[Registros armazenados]
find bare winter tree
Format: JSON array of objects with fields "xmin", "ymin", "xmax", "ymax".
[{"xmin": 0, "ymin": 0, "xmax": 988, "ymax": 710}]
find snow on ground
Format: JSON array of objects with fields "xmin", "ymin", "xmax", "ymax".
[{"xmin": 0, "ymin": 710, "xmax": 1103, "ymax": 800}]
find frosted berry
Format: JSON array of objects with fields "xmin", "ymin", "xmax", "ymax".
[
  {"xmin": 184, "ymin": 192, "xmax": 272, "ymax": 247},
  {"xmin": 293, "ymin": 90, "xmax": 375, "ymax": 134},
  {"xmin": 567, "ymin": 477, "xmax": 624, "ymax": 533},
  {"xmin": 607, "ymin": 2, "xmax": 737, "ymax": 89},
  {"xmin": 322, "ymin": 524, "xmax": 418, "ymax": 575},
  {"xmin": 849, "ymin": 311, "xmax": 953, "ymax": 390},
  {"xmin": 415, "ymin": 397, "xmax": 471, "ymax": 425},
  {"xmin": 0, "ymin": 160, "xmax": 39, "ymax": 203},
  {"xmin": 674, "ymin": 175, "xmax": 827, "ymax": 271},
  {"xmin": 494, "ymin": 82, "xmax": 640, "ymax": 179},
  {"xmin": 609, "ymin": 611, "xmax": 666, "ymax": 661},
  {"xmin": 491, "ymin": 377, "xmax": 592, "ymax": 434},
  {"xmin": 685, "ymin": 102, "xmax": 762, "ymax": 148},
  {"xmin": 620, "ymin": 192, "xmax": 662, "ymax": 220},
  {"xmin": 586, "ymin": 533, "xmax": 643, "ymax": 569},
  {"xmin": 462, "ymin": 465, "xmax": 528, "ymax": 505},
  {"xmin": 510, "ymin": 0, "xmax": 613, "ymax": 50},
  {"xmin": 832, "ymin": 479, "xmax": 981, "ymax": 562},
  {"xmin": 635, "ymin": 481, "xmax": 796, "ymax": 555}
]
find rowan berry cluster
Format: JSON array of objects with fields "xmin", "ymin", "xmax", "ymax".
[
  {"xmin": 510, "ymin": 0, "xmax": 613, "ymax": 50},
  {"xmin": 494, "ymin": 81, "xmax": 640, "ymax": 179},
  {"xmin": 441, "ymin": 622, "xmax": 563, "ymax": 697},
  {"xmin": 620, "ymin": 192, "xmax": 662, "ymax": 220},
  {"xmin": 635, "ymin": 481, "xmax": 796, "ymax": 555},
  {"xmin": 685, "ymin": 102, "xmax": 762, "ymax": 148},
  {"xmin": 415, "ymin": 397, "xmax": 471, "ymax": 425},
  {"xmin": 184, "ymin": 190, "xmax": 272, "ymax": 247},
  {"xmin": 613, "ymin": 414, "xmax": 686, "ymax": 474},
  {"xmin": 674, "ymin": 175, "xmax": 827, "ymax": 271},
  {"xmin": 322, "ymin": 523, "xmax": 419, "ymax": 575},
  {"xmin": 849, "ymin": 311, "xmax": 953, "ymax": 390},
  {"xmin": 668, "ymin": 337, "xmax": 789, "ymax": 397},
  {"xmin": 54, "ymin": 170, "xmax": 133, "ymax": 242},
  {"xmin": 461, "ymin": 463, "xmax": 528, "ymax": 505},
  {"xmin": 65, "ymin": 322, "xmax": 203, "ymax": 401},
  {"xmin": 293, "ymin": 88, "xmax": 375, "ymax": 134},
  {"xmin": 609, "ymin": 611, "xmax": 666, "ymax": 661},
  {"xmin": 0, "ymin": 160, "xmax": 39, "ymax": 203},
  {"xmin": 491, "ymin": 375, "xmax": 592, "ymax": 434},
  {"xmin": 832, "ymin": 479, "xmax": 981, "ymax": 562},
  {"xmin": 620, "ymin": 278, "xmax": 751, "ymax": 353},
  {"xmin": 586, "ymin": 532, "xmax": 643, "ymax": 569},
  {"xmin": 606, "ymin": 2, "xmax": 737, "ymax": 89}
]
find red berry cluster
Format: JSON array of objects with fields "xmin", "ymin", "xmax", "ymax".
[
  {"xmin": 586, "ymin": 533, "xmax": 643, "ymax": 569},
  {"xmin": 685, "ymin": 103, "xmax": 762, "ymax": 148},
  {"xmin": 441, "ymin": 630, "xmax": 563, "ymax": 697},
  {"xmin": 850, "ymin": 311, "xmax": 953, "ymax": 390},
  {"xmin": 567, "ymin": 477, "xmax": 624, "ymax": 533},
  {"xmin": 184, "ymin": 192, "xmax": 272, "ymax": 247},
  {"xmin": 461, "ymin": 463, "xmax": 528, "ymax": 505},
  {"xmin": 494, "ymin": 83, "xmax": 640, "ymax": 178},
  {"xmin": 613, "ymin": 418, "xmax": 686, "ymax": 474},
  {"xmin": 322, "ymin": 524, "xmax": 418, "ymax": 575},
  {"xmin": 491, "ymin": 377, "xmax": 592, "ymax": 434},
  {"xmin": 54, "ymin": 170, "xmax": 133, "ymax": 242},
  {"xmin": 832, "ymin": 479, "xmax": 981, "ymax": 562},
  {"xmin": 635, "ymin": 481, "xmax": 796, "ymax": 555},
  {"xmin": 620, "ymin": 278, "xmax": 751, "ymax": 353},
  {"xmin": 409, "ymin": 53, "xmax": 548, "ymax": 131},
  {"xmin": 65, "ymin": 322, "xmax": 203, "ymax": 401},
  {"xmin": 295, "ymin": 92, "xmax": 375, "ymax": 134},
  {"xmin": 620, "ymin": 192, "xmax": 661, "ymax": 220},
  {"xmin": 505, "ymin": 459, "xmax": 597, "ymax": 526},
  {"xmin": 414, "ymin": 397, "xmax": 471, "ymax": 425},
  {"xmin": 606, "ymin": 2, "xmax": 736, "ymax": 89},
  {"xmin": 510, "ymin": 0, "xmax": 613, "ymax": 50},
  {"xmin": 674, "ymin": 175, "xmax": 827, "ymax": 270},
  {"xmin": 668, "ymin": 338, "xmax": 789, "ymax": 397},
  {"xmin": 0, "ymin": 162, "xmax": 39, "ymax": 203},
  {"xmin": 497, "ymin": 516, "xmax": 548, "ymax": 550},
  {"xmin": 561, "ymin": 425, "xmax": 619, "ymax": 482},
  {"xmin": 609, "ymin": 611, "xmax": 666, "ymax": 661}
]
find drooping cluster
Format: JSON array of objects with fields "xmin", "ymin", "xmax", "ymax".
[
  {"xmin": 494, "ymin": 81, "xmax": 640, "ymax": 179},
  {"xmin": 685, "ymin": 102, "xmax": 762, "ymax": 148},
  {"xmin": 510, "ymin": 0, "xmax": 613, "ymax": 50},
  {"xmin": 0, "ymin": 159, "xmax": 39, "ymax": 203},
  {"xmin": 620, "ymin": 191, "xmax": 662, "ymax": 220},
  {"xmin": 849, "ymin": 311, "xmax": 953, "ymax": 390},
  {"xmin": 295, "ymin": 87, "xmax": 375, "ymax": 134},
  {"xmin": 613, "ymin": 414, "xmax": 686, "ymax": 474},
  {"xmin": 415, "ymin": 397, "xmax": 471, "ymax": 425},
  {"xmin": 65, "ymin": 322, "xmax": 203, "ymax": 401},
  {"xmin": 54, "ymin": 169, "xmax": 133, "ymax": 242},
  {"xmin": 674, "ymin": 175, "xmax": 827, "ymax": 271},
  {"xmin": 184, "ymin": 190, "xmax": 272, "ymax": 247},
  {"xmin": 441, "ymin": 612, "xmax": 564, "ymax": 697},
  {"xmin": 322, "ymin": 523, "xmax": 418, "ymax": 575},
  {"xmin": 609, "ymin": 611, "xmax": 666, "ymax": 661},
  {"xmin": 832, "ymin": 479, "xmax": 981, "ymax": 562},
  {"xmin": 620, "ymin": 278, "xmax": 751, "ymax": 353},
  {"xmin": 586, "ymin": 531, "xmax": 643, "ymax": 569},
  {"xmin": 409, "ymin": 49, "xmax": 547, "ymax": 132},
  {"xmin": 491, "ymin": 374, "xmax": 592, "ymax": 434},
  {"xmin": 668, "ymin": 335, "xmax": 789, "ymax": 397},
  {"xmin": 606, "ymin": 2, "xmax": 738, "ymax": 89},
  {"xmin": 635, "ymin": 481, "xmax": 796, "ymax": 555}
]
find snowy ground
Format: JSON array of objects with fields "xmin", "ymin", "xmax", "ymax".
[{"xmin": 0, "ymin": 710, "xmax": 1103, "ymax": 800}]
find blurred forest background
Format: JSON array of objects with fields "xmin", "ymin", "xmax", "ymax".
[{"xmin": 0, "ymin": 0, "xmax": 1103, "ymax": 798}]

INSTRUÇÕES DO EXERCÍCIO » Identifique e copie todas as linhas dos dados que contêm a palavra "cluster". Diferencie maiúsculas de minúsculas.

RESPOSTA DO EXERCÍCIO »
find rowan berry cluster
find red berry cluster
find drooping cluster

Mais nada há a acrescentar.